> What is required: How many lines in the entries below contain the word "dark"? Reply with the number alone.

> Records for processing:
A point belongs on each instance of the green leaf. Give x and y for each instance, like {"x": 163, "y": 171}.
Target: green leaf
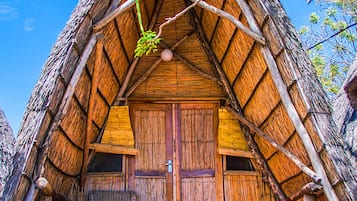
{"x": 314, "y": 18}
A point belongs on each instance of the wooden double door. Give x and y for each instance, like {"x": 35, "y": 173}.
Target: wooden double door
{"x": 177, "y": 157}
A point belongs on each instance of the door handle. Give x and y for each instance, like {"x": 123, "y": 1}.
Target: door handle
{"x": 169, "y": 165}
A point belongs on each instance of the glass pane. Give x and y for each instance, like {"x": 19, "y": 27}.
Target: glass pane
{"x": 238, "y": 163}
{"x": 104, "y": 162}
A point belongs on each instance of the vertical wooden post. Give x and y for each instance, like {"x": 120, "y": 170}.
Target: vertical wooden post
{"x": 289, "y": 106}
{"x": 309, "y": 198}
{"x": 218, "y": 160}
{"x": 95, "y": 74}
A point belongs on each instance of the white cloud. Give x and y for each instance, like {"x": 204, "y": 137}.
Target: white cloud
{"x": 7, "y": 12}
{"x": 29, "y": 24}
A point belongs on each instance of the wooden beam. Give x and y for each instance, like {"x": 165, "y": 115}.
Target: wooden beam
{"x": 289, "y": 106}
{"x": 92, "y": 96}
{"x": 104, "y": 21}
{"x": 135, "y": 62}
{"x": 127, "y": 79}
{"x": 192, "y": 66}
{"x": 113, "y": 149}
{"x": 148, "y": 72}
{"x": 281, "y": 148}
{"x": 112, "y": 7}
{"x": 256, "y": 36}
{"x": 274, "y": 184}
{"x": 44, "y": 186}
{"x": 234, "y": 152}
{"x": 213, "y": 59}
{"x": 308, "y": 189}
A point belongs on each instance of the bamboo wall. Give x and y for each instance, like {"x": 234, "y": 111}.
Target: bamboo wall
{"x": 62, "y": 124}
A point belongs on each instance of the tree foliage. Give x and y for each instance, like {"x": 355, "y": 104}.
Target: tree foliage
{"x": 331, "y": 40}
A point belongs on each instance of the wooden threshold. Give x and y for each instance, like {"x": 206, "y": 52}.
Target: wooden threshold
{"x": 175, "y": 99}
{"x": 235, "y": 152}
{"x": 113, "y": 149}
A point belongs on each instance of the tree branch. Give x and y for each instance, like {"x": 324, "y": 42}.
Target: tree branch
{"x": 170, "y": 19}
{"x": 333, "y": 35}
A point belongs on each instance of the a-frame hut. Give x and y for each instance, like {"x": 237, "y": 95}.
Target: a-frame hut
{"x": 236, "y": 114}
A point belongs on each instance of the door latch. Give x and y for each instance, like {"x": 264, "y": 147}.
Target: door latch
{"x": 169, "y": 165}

--

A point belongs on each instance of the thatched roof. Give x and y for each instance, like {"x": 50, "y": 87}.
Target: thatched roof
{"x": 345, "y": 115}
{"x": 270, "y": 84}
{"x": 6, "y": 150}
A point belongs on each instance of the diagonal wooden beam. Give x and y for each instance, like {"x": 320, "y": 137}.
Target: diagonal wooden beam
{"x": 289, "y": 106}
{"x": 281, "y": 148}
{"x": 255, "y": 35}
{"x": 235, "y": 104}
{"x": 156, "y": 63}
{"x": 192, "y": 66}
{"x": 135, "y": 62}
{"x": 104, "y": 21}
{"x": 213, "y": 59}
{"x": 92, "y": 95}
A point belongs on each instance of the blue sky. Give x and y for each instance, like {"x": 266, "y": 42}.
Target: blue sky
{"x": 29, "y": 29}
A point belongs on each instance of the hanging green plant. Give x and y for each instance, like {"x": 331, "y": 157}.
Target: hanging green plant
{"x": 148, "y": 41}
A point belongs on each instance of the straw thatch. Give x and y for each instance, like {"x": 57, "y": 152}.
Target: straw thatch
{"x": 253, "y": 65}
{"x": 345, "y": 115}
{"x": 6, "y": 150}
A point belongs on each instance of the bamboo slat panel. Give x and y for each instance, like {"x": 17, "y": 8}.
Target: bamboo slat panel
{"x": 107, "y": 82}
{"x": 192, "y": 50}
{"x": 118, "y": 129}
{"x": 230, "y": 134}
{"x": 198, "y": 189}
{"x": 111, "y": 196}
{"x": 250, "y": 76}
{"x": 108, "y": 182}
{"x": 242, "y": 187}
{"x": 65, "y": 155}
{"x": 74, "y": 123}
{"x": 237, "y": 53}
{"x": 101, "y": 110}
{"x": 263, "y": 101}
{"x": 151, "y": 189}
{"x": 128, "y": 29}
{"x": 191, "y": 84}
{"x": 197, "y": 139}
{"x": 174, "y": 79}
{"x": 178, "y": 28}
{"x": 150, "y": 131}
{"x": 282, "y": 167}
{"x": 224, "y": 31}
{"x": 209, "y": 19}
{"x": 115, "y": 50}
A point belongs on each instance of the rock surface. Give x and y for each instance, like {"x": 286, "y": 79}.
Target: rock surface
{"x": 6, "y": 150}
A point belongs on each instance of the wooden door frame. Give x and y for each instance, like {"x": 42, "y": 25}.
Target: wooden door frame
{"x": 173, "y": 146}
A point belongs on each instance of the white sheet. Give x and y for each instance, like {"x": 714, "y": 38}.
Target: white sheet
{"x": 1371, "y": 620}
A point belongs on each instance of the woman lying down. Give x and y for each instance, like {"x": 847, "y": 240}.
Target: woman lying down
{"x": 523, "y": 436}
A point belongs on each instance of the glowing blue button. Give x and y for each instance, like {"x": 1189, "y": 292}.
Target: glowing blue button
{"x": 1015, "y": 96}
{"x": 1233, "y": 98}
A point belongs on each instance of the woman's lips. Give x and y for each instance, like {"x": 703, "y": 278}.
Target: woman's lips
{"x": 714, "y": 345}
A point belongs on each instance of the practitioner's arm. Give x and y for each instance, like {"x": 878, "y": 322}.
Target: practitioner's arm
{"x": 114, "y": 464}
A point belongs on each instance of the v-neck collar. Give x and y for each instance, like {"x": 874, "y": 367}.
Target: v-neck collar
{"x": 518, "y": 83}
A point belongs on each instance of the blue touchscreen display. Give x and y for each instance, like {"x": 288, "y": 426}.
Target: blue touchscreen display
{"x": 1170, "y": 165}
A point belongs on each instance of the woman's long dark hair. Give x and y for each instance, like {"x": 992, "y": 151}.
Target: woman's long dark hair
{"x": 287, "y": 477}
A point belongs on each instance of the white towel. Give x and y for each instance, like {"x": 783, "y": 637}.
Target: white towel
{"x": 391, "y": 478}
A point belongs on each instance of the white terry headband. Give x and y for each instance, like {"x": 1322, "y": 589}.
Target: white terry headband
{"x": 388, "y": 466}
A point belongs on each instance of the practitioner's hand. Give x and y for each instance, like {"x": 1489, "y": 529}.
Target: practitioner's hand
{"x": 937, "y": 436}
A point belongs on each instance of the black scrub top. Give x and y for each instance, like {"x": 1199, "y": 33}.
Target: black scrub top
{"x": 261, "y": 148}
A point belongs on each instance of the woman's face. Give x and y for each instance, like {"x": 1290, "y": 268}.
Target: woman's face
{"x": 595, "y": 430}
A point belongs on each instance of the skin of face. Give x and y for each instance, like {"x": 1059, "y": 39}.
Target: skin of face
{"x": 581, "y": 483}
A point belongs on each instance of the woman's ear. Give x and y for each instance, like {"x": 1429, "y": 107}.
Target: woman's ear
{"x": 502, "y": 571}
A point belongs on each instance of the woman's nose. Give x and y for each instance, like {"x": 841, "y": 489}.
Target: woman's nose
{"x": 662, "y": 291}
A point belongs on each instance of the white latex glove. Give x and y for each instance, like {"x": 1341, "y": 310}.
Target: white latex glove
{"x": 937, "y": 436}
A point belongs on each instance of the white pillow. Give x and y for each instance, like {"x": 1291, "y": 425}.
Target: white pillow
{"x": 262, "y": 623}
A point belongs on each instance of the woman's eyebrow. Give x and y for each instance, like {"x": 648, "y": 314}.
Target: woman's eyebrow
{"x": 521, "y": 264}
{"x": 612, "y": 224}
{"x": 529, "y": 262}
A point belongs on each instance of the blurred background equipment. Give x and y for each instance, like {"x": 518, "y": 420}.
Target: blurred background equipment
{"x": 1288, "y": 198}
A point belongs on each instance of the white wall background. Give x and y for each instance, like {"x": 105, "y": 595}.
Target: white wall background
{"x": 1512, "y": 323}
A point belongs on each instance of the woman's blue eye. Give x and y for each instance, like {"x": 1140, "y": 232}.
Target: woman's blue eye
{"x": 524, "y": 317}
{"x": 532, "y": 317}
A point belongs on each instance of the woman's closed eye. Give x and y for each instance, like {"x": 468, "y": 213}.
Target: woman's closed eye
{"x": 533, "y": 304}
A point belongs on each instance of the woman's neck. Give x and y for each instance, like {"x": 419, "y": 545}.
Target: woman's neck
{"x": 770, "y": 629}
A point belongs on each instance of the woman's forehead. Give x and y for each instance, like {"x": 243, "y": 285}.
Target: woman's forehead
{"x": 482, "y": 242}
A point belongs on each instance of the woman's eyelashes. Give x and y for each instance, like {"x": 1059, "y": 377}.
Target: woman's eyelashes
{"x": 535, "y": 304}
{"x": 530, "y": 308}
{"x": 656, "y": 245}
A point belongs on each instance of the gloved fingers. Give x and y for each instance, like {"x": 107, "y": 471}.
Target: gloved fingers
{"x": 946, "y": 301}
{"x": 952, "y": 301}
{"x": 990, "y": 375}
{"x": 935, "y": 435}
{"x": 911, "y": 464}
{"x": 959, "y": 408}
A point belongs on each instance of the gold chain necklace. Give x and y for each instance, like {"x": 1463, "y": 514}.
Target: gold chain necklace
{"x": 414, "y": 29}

> Answer to this problem: 2